=== DOCUMENT EXCERPT ===
# # # # #

Dietary uridine enhances the improvement in learning and memory produced by administering DHA to gerbils.

This study examined the effects on cognitive behaviors of giving normal adult gerbils three compounds, normally in the circulation, which interact to increase brain phosphatides, synaptic proteins, dendritic spines, and neurotransmitter release. Animals received supplemental uridine (as its monophosphate, UMP; 0.5%) and choline (0.1%) via the diet, and docosahexaenoic acid (DHA; 300 mg/kg/day) by gavage, for 4 wk, and then throughout the subsequent period of behavioral training and testing. As shown previously, giving all three compounds caused highly significant (P<0.001) increases in total brain phospholipids and in each major phosphatide; giving DHA or UMP (plus choline) produced smaller increases in some of the phosphatides. DHA plus choline improved performance on the four-arm radial maze, T-maze, and Y-maze tests; coadministering UMP further enhanced these increases. (Uridine probably acts by generating both CTP, which can be limiting in phosphatide synthesis, and UTP, which activates P2Y receptors coupled to neurite outgrowth and protein synthesis. All three compounds also act by enhancing the substrate-saturation of phosphatide-synthesizing enzymes.) These findings demonstrate that a treatment that increases synaptic membrane content can enhance cognitive functions in normal animals.

# # # # #

Data records
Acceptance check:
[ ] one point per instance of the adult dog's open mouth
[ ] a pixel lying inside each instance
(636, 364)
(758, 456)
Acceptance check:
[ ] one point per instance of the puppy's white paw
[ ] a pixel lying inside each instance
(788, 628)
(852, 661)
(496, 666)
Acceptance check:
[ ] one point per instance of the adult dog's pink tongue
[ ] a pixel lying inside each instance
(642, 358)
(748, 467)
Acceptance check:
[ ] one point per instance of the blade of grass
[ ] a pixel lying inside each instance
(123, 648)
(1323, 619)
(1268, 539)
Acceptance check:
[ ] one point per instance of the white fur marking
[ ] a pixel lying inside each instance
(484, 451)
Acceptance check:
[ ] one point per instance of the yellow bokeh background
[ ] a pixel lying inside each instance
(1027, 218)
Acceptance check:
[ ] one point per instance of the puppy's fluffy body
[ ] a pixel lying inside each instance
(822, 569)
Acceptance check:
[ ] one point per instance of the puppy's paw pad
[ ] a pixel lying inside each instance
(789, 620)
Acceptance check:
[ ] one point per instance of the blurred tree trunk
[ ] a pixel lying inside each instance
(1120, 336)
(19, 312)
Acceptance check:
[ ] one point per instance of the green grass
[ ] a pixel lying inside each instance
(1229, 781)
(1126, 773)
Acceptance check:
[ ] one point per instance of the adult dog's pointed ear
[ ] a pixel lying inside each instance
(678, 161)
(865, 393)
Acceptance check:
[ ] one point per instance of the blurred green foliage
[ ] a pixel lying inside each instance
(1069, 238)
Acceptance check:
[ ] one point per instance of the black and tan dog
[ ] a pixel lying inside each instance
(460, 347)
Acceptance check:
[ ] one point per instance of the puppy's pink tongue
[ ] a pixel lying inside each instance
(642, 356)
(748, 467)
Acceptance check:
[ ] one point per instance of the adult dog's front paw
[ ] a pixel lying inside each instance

# # # # #

=== TRY IT ===
Can you retype the abstract on uridine and DHA in gerbils above, word for word and in full?

=== ANSWER ===
Dietary uridine enhances the improvement in learning and memory produced by administering DHA to gerbils.

This study examined the effects on cognitive behaviors of giving normal adult gerbils three compounds, normally in the circulation, which interact to increase brain phosphatides, synaptic proteins, dendritic spines, and neurotransmitter release. Animals received supplemental uridine (as its monophosphate, UMP; 0.5%) and choline (0.1%) via the diet, and docosahexaenoic acid (DHA; 300 mg/kg/day) by gavage, for 4 wk, and then throughout the subsequent period of behavioral training and testing. As shown previously, giving all three compounds caused highly significant (P<0.001) increases in total brain phospholipids and in each major phosphatide; giving DHA or UMP (plus choline) produced smaller increases in some of the phosphatides. DHA plus choline improved performance on the four-arm radial maze, T-maze, and Y-maze tests; coadministering UMP further enhanced these increases. (Uridine probably acts by generating both CTP, which can be limiting in phosphatide synthesis, and UTP, which activates P2Y receptors coupled to neurite outgrowth and protein synthesis. All three compounds also act by enhancing the substrate-saturation of phosphatide-synthesizing enzymes.) These findings demonstrate that a treatment that increases synaptic membrane content can enhance cognitive functions in normal animals.